▸ SUPPLIED MATERIAL:
══════
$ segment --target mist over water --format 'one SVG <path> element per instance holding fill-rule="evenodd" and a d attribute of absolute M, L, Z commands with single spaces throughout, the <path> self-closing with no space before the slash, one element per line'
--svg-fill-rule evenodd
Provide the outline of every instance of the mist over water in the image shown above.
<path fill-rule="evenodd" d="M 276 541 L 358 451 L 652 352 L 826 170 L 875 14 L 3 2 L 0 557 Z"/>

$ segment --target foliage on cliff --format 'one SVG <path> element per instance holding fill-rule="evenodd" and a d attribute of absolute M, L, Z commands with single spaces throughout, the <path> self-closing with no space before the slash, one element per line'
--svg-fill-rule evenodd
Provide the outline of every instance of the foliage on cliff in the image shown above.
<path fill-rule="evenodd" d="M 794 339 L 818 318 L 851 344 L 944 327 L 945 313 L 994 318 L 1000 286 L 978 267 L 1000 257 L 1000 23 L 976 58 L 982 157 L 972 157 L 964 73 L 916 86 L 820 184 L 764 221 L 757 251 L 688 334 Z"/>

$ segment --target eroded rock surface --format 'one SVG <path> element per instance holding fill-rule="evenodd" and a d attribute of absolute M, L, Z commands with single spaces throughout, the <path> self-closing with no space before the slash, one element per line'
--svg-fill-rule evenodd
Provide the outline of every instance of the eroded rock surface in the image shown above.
══════
▸ WORK INSTRUCTION: Reproduce the listing above in its entirety, unchanged.

▸ THE COMPLETED TASK:
$ segment --target mist over water --format 'one SVG <path> element per instance holding fill-rule="evenodd" and a d attribute of absolute M, L, Z commands with single spaces throughout, the <path> self-closing with no space before the slash, one element per line'
--svg-fill-rule evenodd
Provide the outline of every instance of the mist over water in the image shown above.
<path fill-rule="evenodd" d="M 276 541 L 358 451 L 652 352 L 826 170 L 875 14 L 3 2 L 0 557 Z"/>

$ segment --target foliage on cliff --format 'one SVG <path> element per instance holding fill-rule="evenodd" and a d attribute of absolute M, L, Z commands with single spaces throughout, the <path> self-closing with no space before the slash, one element per line'
--svg-fill-rule evenodd
Provide the outline of every instance of the foliage on cliff in the image shown above.
<path fill-rule="evenodd" d="M 794 339 L 818 318 L 851 344 L 944 327 L 945 313 L 994 318 L 1000 286 L 978 267 L 1000 257 L 1000 23 L 976 58 L 982 157 L 972 157 L 964 73 L 916 86 L 820 184 L 764 221 L 757 251 L 688 334 Z"/>

$ segment --target eroded rock surface --format 'one SVG <path> element per instance holding fill-rule="evenodd" and a d attribute of absolute M, L, Z commands with single spaces throughout, the <path> self-closing with no space before the slash, one element per line'
--svg-fill-rule evenodd
Provide the outline of every instance of the eroded rock surface in the image shown above.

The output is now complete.